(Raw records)
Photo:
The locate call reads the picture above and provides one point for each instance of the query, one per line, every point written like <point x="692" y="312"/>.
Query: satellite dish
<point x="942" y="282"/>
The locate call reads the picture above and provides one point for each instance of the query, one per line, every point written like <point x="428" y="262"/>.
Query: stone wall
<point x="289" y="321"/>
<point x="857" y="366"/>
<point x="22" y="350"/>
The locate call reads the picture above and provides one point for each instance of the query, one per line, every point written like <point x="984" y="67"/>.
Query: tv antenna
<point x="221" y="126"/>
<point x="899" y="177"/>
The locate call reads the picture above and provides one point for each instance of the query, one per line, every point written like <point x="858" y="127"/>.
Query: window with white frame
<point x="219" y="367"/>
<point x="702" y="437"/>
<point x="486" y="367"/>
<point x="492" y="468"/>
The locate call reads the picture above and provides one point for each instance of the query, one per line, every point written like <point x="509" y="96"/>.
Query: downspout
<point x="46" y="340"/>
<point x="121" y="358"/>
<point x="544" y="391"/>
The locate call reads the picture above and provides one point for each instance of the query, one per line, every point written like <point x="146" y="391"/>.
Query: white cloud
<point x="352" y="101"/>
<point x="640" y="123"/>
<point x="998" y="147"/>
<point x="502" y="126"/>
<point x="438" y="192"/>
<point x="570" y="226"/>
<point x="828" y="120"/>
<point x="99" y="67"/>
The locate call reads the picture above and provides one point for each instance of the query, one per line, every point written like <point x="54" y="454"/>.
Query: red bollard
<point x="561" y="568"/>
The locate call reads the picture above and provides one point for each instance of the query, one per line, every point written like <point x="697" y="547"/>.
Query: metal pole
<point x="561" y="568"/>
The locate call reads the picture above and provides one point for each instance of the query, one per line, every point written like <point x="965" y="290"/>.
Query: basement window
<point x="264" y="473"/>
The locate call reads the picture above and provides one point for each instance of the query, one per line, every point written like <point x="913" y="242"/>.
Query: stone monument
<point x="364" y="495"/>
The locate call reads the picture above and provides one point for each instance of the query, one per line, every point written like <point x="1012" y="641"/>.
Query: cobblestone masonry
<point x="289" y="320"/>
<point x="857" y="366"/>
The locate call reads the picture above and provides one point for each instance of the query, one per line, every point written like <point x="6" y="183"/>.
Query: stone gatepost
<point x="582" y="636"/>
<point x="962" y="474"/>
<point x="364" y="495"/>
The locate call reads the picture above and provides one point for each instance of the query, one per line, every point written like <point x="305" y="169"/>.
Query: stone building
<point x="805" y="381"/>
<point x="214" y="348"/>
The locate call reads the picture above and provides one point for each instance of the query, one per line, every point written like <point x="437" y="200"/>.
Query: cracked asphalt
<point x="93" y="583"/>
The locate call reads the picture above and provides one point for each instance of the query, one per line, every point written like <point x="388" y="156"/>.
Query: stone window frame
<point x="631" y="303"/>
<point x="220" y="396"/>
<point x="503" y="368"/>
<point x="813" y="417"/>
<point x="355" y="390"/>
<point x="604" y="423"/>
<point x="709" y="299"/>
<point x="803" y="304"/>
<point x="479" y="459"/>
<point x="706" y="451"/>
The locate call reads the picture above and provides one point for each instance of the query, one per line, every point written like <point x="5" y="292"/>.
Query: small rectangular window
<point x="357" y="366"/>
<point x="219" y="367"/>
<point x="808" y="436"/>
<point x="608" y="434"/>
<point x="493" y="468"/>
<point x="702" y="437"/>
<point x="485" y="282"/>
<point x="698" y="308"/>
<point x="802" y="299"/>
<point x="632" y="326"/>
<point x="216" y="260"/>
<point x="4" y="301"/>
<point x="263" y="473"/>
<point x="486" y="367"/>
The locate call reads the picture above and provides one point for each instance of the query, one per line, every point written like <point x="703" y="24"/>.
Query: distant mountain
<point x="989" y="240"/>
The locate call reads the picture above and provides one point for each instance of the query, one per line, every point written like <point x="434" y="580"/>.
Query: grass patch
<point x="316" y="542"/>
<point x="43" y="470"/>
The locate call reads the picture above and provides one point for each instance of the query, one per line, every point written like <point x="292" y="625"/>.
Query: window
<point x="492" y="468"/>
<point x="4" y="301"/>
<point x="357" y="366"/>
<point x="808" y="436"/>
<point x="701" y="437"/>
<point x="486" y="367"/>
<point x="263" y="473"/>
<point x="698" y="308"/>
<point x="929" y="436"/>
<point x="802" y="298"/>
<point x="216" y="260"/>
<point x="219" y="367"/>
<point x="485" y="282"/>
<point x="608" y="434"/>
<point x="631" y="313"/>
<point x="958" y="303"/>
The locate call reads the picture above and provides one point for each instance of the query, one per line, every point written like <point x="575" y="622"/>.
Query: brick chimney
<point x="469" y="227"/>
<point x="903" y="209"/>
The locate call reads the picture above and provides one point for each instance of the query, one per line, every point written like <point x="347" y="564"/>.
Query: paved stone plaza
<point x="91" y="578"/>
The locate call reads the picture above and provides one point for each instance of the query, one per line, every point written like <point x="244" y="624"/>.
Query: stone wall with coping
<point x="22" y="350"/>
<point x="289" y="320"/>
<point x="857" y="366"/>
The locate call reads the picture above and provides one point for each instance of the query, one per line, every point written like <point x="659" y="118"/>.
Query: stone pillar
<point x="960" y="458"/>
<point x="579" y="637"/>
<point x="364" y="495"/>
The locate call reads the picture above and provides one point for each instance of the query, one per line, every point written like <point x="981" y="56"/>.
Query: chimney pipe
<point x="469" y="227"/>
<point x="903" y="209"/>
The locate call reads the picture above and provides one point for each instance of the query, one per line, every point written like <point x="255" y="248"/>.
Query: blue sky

* [SHORT TASK]:
List every line above that has the word "wall" in it. Case counts.

* [THE RESULT]:
Query: stone wall
Query: stone wall with coping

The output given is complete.